=== Begin Enclosure ===
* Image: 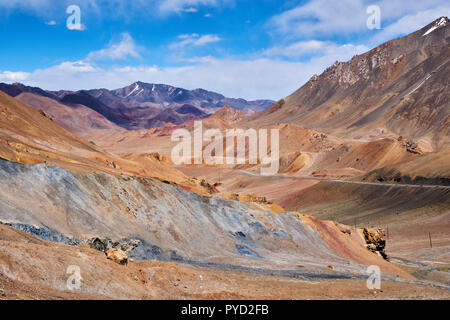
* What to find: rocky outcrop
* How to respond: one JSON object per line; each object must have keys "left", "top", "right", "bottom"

{"left": 89, "top": 237, "right": 141, "bottom": 255}
{"left": 363, "top": 228, "right": 388, "bottom": 260}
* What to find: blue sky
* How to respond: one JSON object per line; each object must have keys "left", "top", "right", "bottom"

{"left": 0, "top": 0, "right": 449, "bottom": 100}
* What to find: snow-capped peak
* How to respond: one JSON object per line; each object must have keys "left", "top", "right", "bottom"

{"left": 125, "top": 83, "right": 140, "bottom": 98}
{"left": 423, "top": 17, "right": 448, "bottom": 36}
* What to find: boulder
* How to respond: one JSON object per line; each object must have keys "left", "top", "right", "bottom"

{"left": 89, "top": 237, "right": 111, "bottom": 252}
{"left": 105, "top": 248, "right": 128, "bottom": 265}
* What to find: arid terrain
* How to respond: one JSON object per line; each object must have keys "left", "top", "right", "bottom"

{"left": 0, "top": 17, "right": 449, "bottom": 300}
{"left": 1, "top": 223, "right": 449, "bottom": 300}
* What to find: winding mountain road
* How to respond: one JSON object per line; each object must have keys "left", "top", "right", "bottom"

{"left": 237, "top": 169, "right": 450, "bottom": 190}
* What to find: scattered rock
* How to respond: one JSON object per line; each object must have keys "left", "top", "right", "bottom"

{"left": 397, "top": 136, "right": 423, "bottom": 154}
{"left": 118, "top": 239, "right": 141, "bottom": 252}
{"left": 149, "top": 152, "right": 164, "bottom": 162}
{"left": 89, "top": 237, "right": 111, "bottom": 252}
{"left": 405, "top": 141, "right": 422, "bottom": 154}
{"left": 0, "top": 288, "right": 5, "bottom": 297}
{"left": 235, "top": 244, "right": 262, "bottom": 258}
{"left": 337, "top": 224, "right": 352, "bottom": 235}
{"left": 312, "top": 132, "right": 327, "bottom": 140}
{"left": 200, "top": 179, "right": 219, "bottom": 193}
{"left": 89, "top": 237, "right": 141, "bottom": 255}
{"left": 120, "top": 174, "right": 131, "bottom": 181}
{"left": 224, "top": 193, "right": 267, "bottom": 204}
{"left": 106, "top": 160, "right": 122, "bottom": 170}
{"left": 38, "top": 109, "right": 52, "bottom": 120}
{"left": 105, "top": 248, "right": 128, "bottom": 265}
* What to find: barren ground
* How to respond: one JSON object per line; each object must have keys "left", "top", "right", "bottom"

{"left": 1, "top": 224, "right": 449, "bottom": 300}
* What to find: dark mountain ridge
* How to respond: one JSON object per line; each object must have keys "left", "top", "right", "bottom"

{"left": 0, "top": 81, "right": 274, "bottom": 130}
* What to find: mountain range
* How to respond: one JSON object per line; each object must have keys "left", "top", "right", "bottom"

{"left": 0, "top": 81, "right": 274, "bottom": 130}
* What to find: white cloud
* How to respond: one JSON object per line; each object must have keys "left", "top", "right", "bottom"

{"left": 268, "top": 0, "right": 450, "bottom": 38}
{"left": 69, "top": 23, "right": 87, "bottom": 31}
{"left": 178, "top": 33, "right": 200, "bottom": 39}
{"left": 171, "top": 33, "right": 222, "bottom": 49}
{"left": 52, "top": 61, "right": 99, "bottom": 73}
{"left": 263, "top": 40, "right": 367, "bottom": 59}
{"left": 181, "top": 7, "right": 198, "bottom": 13}
{"left": 264, "top": 40, "right": 326, "bottom": 57}
{"left": 45, "top": 20, "right": 56, "bottom": 25}
{"left": 269, "top": 0, "right": 368, "bottom": 37}
{"left": 1, "top": 59, "right": 300, "bottom": 100}
{"left": 0, "top": 70, "right": 30, "bottom": 82}
{"left": 29, "top": 61, "right": 100, "bottom": 81}
{"left": 87, "top": 33, "right": 140, "bottom": 61}
{"left": 195, "top": 34, "right": 222, "bottom": 45}
{"left": 158, "top": 0, "right": 228, "bottom": 14}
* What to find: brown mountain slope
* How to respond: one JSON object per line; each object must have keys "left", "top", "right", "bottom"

{"left": 84, "top": 106, "right": 245, "bottom": 155}
{"left": 209, "top": 105, "right": 245, "bottom": 123}
{"left": 0, "top": 90, "right": 208, "bottom": 194}
{"left": 245, "top": 17, "right": 450, "bottom": 150}
{"left": 362, "top": 148, "right": 450, "bottom": 184}
{"left": 15, "top": 92, "right": 123, "bottom": 136}
{"left": 85, "top": 111, "right": 423, "bottom": 180}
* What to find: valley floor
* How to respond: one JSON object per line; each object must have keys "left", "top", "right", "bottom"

{"left": 178, "top": 166, "right": 450, "bottom": 287}
{"left": 0, "top": 224, "right": 449, "bottom": 300}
=== End Enclosure ===
- **What you should do**
The listing above must be printed again exactly, minus its pictures.

- **Answer below**
* Image: 
* What to find: rocky outcrop
* How to respond: one JSON object per line; each object must have keys "left", "top", "right", "bottom"

{"left": 89, "top": 237, "right": 141, "bottom": 255}
{"left": 363, "top": 228, "right": 388, "bottom": 260}
* What to find: blue sky
* How to respond: one JSON object per line; each object must have keys "left", "top", "right", "bottom"

{"left": 0, "top": 0, "right": 449, "bottom": 100}
* What to find: snow-capped peak
* How to respond: one JSON object per line; each object must have keys "left", "top", "right", "bottom"

{"left": 125, "top": 83, "right": 140, "bottom": 98}
{"left": 423, "top": 17, "right": 448, "bottom": 36}
* What to find: boulder
* How to respond: one JSON object per line; each object must have keys "left", "top", "right", "bottom"

{"left": 89, "top": 237, "right": 111, "bottom": 252}
{"left": 105, "top": 248, "right": 128, "bottom": 265}
* What to find: arid terrain
* How to respond: one JSON object per line; each object must have keys "left", "top", "right", "bottom"

{"left": 0, "top": 17, "right": 449, "bottom": 300}
{"left": 1, "top": 223, "right": 449, "bottom": 300}
* What to find: winding mountain road
* How to respond: one JSON object per line; each object must have keys "left", "top", "right", "bottom"

{"left": 237, "top": 169, "right": 450, "bottom": 190}
* What to find: scattered rock
* How to respond: one JSON object per line; each object must have keys "left", "top", "right", "bottom"

{"left": 397, "top": 136, "right": 423, "bottom": 154}
{"left": 118, "top": 239, "right": 141, "bottom": 252}
{"left": 149, "top": 152, "right": 164, "bottom": 162}
{"left": 89, "top": 237, "right": 111, "bottom": 252}
{"left": 405, "top": 141, "right": 422, "bottom": 154}
{"left": 0, "top": 288, "right": 5, "bottom": 297}
{"left": 235, "top": 244, "right": 262, "bottom": 258}
{"left": 337, "top": 224, "right": 352, "bottom": 235}
{"left": 312, "top": 132, "right": 327, "bottom": 140}
{"left": 200, "top": 179, "right": 219, "bottom": 193}
{"left": 89, "top": 237, "right": 141, "bottom": 255}
{"left": 120, "top": 174, "right": 131, "bottom": 181}
{"left": 224, "top": 193, "right": 267, "bottom": 204}
{"left": 106, "top": 160, "right": 122, "bottom": 170}
{"left": 38, "top": 109, "right": 52, "bottom": 120}
{"left": 105, "top": 248, "right": 128, "bottom": 265}
* What to find: barren ground
* How to respond: one JSON object per line; each object must have keys "left", "top", "right", "bottom"

{"left": 1, "top": 224, "right": 449, "bottom": 300}
* What to find: dark mountain ridge
* How to respond: one JSON object per line; each object must have keys "left", "top", "right", "bottom"

{"left": 0, "top": 81, "right": 274, "bottom": 130}
* What to find: mountain range
* How to respond: one JSON object per line; each object must have keys "left", "top", "right", "bottom"

{"left": 0, "top": 81, "right": 274, "bottom": 130}
* What to find: white cloud
* How to respond: one JSON object per line; each object must have keys "left", "top", "right", "bottom"

{"left": 268, "top": 0, "right": 450, "bottom": 38}
{"left": 69, "top": 23, "right": 87, "bottom": 31}
{"left": 178, "top": 33, "right": 200, "bottom": 39}
{"left": 171, "top": 33, "right": 222, "bottom": 49}
{"left": 52, "top": 61, "right": 99, "bottom": 73}
{"left": 263, "top": 40, "right": 367, "bottom": 59}
{"left": 181, "top": 7, "right": 198, "bottom": 13}
{"left": 264, "top": 40, "right": 326, "bottom": 57}
{"left": 45, "top": 20, "right": 56, "bottom": 25}
{"left": 269, "top": 0, "right": 368, "bottom": 37}
{"left": 1, "top": 59, "right": 300, "bottom": 100}
{"left": 0, "top": 70, "right": 30, "bottom": 82}
{"left": 29, "top": 61, "right": 100, "bottom": 81}
{"left": 87, "top": 33, "right": 140, "bottom": 61}
{"left": 195, "top": 34, "right": 222, "bottom": 45}
{"left": 158, "top": 0, "right": 228, "bottom": 14}
* What to find: brown mountain slope
* How to respond: one JSON object per line; each object must have keys "left", "top", "right", "bottom"

{"left": 84, "top": 106, "right": 245, "bottom": 155}
{"left": 209, "top": 105, "right": 245, "bottom": 123}
{"left": 0, "top": 90, "right": 208, "bottom": 194}
{"left": 245, "top": 17, "right": 450, "bottom": 150}
{"left": 362, "top": 148, "right": 450, "bottom": 184}
{"left": 15, "top": 92, "right": 123, "bottom": 136}
{"left": 85, "top": 111, "right": 423, "bottom": 180}
* What to find: valley floor
* How to respond: one JSON object per line; each object must have keys "left", "top", "right", "bottom"

{"left": 178, "top": 166, "right": 450, "bottom": 287}
{"left": 0, "top": 224, "right": 449, "bottom": 300}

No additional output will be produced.